Coordinate annotation listing
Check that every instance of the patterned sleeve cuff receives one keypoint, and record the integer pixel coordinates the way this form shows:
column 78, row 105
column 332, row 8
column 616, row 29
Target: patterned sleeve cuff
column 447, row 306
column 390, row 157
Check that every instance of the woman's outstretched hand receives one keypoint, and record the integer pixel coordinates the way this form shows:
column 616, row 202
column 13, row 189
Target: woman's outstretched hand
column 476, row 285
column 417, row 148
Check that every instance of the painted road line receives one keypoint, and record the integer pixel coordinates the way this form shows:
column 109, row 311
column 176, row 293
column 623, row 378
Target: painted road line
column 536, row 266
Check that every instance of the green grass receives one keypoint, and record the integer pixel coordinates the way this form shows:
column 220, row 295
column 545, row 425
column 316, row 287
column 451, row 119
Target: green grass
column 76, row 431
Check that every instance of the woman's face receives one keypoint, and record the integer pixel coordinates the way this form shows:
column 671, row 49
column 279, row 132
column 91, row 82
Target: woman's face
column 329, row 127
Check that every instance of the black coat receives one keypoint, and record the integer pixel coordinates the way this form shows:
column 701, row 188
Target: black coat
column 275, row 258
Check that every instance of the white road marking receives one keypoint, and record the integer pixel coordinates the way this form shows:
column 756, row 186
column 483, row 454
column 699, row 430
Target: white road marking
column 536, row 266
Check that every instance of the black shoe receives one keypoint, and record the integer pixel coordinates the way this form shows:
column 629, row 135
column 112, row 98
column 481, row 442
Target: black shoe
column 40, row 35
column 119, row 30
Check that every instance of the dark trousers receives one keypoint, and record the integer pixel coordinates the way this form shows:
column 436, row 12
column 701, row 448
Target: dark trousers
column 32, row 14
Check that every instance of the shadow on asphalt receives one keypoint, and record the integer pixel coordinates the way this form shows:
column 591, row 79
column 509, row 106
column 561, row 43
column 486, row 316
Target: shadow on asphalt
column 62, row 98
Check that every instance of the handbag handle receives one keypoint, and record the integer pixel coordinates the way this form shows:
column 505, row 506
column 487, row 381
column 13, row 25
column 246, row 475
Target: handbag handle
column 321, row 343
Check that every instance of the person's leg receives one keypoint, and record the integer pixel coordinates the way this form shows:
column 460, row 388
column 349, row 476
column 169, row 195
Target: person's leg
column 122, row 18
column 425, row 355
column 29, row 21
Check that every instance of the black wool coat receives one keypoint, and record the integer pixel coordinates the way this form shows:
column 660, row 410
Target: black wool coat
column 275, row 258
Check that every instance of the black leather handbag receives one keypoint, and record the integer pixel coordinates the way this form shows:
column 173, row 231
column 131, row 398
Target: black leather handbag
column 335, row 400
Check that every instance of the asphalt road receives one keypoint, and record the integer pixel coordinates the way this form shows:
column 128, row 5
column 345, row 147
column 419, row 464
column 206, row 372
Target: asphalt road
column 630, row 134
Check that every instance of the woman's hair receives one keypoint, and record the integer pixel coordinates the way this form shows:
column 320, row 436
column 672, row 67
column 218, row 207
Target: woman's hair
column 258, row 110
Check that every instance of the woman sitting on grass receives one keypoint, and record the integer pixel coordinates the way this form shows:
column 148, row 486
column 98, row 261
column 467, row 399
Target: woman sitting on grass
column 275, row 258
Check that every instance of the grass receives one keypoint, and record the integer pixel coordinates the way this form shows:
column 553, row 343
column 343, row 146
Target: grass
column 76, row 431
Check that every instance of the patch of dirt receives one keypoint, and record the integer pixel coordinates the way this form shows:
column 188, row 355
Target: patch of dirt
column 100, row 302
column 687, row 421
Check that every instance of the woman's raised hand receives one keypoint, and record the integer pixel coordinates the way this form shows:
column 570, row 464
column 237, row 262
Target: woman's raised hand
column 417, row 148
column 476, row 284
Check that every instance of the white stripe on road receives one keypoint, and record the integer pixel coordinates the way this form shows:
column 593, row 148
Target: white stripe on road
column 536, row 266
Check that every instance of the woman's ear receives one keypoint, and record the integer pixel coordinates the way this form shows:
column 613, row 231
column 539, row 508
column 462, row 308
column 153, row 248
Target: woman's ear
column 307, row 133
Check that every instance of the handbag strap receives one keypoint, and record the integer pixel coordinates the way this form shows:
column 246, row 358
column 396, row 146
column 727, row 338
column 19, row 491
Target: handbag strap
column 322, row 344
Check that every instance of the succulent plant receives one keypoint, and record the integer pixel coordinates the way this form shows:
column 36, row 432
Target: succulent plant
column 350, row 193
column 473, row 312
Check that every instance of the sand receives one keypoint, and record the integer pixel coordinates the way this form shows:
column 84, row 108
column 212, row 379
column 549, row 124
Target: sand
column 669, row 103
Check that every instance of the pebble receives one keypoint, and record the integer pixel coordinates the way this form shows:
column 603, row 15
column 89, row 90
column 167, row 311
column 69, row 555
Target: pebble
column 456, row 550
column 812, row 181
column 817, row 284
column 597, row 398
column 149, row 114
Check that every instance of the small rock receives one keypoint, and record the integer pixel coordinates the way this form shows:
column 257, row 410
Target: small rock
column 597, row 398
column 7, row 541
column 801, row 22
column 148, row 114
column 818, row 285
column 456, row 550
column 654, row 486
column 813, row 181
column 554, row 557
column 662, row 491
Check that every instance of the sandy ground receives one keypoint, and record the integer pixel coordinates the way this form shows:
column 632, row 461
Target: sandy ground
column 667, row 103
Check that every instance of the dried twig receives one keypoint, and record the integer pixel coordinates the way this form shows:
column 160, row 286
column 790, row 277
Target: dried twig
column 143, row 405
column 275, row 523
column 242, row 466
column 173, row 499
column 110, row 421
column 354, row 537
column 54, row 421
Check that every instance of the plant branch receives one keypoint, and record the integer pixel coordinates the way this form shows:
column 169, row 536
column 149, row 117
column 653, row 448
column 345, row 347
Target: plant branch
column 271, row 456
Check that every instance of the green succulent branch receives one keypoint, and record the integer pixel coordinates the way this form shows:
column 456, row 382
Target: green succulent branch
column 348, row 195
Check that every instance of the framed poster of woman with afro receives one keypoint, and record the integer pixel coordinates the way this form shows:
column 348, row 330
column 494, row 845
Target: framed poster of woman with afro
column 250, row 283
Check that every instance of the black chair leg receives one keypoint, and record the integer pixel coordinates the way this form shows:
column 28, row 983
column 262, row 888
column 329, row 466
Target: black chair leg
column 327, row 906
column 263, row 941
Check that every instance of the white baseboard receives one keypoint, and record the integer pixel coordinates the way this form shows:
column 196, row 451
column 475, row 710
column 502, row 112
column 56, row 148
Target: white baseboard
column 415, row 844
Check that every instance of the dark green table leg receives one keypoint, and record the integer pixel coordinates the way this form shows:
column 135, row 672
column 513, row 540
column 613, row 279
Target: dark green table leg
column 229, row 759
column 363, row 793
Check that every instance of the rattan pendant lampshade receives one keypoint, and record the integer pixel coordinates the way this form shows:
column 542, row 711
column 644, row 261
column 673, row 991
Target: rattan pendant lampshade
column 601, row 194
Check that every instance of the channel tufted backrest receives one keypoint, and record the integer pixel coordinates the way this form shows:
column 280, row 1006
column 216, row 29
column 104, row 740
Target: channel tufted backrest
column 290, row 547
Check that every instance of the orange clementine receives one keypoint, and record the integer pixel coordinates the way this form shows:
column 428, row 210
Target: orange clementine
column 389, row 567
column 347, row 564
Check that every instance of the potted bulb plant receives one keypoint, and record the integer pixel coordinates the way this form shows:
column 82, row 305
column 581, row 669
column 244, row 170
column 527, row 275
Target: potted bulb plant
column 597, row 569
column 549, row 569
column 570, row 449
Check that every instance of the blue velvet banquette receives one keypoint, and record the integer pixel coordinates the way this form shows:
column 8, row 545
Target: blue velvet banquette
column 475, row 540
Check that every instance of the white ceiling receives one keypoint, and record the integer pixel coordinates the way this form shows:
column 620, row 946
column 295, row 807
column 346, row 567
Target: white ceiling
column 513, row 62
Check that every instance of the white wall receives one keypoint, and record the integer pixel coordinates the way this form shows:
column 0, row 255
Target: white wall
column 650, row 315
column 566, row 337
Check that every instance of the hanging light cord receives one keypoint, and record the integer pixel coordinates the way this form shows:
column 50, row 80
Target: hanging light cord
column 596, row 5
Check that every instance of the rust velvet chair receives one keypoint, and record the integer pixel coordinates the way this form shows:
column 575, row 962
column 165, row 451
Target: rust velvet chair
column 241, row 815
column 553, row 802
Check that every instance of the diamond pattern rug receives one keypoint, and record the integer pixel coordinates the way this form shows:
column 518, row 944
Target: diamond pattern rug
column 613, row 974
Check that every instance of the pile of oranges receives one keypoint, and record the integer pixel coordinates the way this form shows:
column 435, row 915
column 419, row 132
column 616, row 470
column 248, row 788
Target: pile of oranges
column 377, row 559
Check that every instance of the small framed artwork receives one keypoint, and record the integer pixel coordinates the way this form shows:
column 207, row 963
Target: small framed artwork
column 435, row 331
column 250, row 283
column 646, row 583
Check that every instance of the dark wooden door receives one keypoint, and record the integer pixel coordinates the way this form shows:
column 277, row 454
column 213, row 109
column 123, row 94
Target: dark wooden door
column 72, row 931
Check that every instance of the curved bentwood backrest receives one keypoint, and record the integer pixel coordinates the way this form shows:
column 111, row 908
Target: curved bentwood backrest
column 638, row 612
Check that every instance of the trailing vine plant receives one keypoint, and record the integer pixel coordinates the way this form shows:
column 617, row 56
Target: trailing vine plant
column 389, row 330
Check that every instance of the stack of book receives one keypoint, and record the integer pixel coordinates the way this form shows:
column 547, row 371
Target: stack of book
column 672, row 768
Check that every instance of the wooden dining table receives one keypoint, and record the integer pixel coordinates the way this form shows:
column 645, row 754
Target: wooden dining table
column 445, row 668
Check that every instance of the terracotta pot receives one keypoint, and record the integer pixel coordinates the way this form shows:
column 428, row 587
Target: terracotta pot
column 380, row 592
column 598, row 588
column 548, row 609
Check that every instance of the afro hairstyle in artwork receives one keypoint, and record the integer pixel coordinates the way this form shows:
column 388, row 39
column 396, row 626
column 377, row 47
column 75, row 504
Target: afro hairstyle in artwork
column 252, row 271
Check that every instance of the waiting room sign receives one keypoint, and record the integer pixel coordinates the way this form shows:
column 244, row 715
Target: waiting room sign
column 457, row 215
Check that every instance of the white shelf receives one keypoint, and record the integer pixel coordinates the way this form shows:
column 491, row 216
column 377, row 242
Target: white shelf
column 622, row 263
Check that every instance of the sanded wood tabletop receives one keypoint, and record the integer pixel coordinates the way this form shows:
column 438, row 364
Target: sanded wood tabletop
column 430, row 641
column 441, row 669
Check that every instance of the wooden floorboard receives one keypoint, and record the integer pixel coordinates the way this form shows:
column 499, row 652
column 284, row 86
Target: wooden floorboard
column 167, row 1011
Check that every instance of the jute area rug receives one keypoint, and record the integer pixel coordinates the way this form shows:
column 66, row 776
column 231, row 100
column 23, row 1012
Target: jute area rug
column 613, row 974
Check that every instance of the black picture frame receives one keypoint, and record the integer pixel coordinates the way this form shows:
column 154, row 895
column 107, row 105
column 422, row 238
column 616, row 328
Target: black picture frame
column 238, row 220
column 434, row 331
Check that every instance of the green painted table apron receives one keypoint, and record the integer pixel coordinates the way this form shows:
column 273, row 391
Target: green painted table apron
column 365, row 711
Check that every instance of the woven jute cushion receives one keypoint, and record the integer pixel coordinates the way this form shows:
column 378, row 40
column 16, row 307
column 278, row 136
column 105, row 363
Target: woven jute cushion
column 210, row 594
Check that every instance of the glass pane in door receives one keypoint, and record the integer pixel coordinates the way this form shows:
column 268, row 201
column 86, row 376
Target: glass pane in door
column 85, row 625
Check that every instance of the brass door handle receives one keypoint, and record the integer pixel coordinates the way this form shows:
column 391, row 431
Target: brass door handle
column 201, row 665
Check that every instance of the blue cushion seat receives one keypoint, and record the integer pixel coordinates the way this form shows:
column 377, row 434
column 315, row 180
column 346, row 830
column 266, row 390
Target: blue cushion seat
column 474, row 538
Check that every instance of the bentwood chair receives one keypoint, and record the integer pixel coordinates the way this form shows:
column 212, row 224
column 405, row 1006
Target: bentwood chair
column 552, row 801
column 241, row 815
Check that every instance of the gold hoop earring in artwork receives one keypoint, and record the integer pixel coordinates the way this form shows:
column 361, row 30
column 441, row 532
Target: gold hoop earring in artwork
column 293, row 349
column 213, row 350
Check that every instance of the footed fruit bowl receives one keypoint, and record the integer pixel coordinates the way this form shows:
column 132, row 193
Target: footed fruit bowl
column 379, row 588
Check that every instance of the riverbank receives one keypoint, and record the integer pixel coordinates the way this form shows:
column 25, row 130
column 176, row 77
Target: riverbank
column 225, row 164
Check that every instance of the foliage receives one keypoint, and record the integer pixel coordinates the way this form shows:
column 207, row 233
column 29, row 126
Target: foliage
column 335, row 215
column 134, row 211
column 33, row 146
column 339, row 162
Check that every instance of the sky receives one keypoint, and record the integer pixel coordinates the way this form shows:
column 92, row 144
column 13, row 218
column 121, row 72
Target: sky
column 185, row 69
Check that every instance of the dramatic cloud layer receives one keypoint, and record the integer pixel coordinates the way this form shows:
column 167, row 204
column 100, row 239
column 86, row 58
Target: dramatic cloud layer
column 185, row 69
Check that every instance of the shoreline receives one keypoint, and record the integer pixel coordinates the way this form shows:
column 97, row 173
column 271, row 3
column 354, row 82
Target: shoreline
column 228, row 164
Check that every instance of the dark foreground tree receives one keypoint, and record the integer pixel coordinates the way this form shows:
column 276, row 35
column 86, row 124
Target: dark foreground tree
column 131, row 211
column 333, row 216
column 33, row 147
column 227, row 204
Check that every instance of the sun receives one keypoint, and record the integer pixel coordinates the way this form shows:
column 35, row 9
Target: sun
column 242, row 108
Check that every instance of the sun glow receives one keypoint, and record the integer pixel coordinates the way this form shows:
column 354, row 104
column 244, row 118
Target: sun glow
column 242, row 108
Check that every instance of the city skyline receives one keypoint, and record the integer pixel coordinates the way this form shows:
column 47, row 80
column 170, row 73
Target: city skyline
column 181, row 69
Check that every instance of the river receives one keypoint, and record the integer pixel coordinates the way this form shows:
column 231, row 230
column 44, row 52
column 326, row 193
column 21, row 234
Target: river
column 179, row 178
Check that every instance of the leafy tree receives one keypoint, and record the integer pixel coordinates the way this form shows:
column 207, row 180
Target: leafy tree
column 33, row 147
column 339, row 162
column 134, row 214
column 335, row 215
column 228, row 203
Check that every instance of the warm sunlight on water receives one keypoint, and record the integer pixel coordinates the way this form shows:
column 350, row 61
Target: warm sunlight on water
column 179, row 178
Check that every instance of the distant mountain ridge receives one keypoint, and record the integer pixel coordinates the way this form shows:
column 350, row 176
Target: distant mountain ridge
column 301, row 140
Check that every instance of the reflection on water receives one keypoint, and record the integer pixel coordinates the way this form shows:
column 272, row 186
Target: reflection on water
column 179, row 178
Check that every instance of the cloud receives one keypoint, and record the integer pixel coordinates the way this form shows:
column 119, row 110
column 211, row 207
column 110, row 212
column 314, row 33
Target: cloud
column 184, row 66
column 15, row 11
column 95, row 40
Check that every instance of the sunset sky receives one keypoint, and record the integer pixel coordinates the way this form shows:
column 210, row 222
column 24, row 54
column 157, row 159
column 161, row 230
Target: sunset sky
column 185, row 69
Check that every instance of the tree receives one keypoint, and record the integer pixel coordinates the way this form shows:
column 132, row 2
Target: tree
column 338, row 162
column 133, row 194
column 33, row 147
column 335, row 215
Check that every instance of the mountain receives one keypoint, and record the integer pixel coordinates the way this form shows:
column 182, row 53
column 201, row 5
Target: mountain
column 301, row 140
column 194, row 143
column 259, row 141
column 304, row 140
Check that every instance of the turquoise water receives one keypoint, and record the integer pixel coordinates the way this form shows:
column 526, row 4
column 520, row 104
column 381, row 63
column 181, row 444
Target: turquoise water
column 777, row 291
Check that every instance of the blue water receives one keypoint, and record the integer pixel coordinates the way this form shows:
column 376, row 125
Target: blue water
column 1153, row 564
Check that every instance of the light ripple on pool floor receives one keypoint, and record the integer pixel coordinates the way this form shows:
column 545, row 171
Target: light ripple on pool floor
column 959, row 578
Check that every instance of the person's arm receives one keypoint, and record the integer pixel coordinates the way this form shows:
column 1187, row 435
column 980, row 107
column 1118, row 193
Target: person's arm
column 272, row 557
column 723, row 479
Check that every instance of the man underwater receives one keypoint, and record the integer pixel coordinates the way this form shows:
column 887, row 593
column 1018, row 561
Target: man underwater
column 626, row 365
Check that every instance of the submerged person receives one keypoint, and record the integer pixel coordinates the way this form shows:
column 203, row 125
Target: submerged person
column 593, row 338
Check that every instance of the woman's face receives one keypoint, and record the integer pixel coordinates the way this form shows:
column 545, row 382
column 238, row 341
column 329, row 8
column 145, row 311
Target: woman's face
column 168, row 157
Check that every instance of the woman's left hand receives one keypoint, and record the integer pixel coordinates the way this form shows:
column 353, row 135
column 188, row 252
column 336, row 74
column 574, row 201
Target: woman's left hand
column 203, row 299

AIM: Lay out as a numbered list everything in the listing above from the line containing "Check that every instance of the pile" down to the line containing "column 72, row 931", both included and blank lines omitted.

EXERCISE RESULT:
1. Check that every instance of the pile of oranges receives one keypoint, and record the integer pixel coordinates the way this form shows:
2. column 435, row 915
3. column 419, row 132
4. column 616, row 470
5. column 248, row 788
6. Target: pile of oranges
7. column 377, row 559
8. Check that every instance of the small framed artwork receives one keypoint, and record the integer pixel coordinates the way this form shows:
9. column 207, row 963
10. Target: small framed artwork
11. column 435, row 331
12. column 250, row 283
13. column 646, row 583
14. Check that every instance of the dark wooden door receives one keypoint, and record the integer pixel coordinates the way this form shows:
15. column 277, row 454
16. column 213, row 109
17. column 123, row 94
18. Target: dark wooden door
19. column 72, row 931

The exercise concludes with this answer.